Excerpts of labeled region data
******

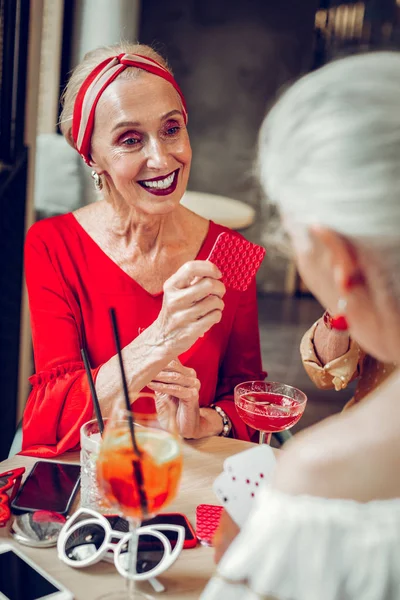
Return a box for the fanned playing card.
[196,504,223,546]
[213,445,276,527]
[207,231,265,292]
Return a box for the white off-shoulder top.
[201,488,400,600]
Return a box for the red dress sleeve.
[215,279,267,441]
[21,223,100,458]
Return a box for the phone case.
[207,231,265,292]
[196,504,224,546]
[11,460,81,516]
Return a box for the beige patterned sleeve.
[300,321,364,391]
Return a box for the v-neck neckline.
[65,212,215,298]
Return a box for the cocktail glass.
[234,381,307,444]
[97,409,182,599]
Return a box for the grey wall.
[139,0,318,291]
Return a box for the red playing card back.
[196,504,224,546]
[207,231,265,292]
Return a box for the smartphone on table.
[11,460,81,515]
[0,543,73,600]
[105,513,197,549]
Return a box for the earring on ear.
[324,297,349,331]
[92,169,103,192]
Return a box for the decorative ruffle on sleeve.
[21,362,100,458]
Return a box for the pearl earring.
[92,170,103,192]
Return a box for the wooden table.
[0,437,253,600]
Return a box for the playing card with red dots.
[196,504,224,546]
[207,231,265,292]
[213,444,276,527]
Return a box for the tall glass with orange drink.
[97,409,182,598]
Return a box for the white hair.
[259,52,400,297]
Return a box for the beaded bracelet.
[210,404,232,437]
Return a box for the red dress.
[22,213,265,458]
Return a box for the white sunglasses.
[57,508,185,581]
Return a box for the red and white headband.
[72,54,187,164]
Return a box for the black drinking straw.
[110,308,147,516]
[81,348,104,436]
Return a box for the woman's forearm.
[96,322,174,417]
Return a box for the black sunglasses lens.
[65,524,105,562]
[121,535,164,573]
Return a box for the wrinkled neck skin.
[104,194,187,255]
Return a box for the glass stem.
[127,518,140,600]
[258,431,272,444]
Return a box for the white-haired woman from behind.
[202,52,400,600]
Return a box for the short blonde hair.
[60,42,173,148]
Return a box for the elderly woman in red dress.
[23,45,265,457]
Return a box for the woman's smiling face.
[91,72,192,215]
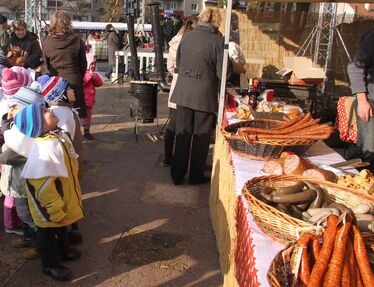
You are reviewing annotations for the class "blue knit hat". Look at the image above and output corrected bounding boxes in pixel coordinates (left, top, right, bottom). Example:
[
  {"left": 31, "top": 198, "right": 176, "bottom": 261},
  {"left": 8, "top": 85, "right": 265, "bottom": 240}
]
[
  {"left": 42, "top": 76, "right": 69, "bottom": 103},
  {"left": 14, "top": 103, "right": 43, "bottom": 138},
  {"left": 37, "top": 75, "right": 51, "bottom": 87}
]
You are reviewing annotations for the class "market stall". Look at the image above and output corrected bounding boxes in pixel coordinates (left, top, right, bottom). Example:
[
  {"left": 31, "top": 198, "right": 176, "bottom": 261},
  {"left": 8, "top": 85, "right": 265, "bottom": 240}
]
[
  {"left": 210, "top": 95, "right": 372, "bottom": 286},
  {"left": 209, "top": 0, "right": 374, "bottom": 286}
]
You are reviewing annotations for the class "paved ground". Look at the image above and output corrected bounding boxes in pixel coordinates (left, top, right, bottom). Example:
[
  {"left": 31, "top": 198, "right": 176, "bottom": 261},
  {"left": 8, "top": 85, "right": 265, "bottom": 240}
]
[{"left": 0, "top": 77, "right": 222, "bottom": 287}]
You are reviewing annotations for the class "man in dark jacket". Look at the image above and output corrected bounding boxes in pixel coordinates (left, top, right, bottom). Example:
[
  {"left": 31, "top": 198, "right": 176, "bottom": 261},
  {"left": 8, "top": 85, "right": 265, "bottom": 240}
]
[
  {"left": 348, "top": 29, "right": 374, "bottom": 165},
  {"left": 171, "top": 7, "right": 229, "bottom": 185}
]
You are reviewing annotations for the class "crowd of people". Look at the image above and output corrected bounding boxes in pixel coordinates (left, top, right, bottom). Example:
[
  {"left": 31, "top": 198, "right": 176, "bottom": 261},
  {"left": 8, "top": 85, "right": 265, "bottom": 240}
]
[{"left": 0, "top": 11, "right": 103, "bottom": 281}]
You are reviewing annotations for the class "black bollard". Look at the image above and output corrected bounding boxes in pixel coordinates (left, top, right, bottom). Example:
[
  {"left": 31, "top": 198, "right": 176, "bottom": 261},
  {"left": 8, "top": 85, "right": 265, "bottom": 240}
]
[
  {"left": 148, "top": 2, "right": 167, "bottom": 86},
  {"left": 127, "top": 14, "right": 140, "bottom": 81}
]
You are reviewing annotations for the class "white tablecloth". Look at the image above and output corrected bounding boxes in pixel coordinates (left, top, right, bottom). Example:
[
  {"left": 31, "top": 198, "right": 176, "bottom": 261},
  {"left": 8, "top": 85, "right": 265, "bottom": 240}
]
[{"left": 231, "top": 138, "right": 344, "bottom": 286}]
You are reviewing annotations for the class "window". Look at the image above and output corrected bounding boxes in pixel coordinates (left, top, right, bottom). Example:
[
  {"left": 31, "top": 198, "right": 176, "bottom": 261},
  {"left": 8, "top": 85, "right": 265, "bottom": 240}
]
[{"left": 166, "top": 2, "right": 177, "bottom": 10}]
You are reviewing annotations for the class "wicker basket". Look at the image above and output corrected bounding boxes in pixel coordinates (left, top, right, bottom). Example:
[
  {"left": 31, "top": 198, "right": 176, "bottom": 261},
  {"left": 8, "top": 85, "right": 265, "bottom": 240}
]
[
  {"left": 243, "top": 175, "right": 374, "bottom": 244},
  {"left": 223, "top": 119, "right": 316, "bottom": 160}
]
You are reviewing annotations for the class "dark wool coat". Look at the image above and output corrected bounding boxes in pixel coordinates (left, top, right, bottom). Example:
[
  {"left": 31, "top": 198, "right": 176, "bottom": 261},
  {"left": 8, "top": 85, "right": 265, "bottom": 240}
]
[
  {"left": 43, "top": 33, "right": 87, "bottom": 118},
  {"left": 104, "top": 31, "right": 121, "bottom": 66},
  {"left": 171, "top": 23, "right": 224, "bottom": 113}
]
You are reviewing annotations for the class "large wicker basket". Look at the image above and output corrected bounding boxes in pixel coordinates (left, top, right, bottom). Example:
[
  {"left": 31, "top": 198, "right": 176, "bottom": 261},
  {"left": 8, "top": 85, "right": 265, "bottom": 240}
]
[
  {"left": 223, "top": 119, "right": 316, "bottom": 160},
  {"left": 242, "top": 175, "right": 374, "bottom": 246}
]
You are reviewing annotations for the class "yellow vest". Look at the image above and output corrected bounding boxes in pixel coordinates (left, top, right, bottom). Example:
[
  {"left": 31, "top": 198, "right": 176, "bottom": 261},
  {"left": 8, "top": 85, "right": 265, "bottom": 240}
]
[{"left": 26, "top": 135, "right": 84, "bottom": 228}]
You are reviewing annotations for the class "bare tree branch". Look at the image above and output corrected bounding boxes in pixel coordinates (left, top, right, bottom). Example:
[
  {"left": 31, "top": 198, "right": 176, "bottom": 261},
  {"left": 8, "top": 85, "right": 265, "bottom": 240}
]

******

Objective
Render the lines from the start of the records through the line containing "[97,409,182,598]" as a numbered list, including both ends and leaving out blank lines. Leave the pictures out of the list.

Completed task
1. Return a box for the fanned playing card.
2. [196,504,223,546]
3. [213,445,276,527]
4. [207,231,265,292]
5. Return a box for the white off-shoulder top.
6. [201,488,400,600]
7. Return a box for the red dress sleeve.
8. [215,279,267,441]
9. [21,223,100,458]
10. Return a box for the phone case.
11. [207,231,265,292]
12. [196,504,224,546]
13. [11,460,81,516]
14. Return a box for the beige patterned sleeve.
15. [300,321,364,391]
16. Return a box for the v-neck neckline.
17. [65,212,215,298]
18. Return a box for the cocktail glass.
19. [234,381,307,444]
20. [97,409,182,599]
21. Return a box for the grey wall.
22. [139,0,318,291]
23. Return a box for the red playing card back.
24. [196,504,224,546]
25. [207,231,265,292]
26. Return a box for the smartphone on table.
27. [11,460,81,515]
28. [0,543,73,600]
29. [105,513,197,549]
30. Return a box for the earring on ear.
31. [324,297,349,331]
32. [92,169,103,192]
33. Return a box for the decorative ruffle on sleeve.
34. [21,362,100,458]
35. Return a box for the pearl earring.
36. [92,170,103,192]
37. Return a box for the wooden table.
38. [0,437,253,600]
39. Return a box for the playing card with red dots.
40. [196,504,224,546]
41. [207,231,265,292]
42. [213,444,276,527]
43. Return a box for the tall glass with orange drink.
44. [97,409,182,598]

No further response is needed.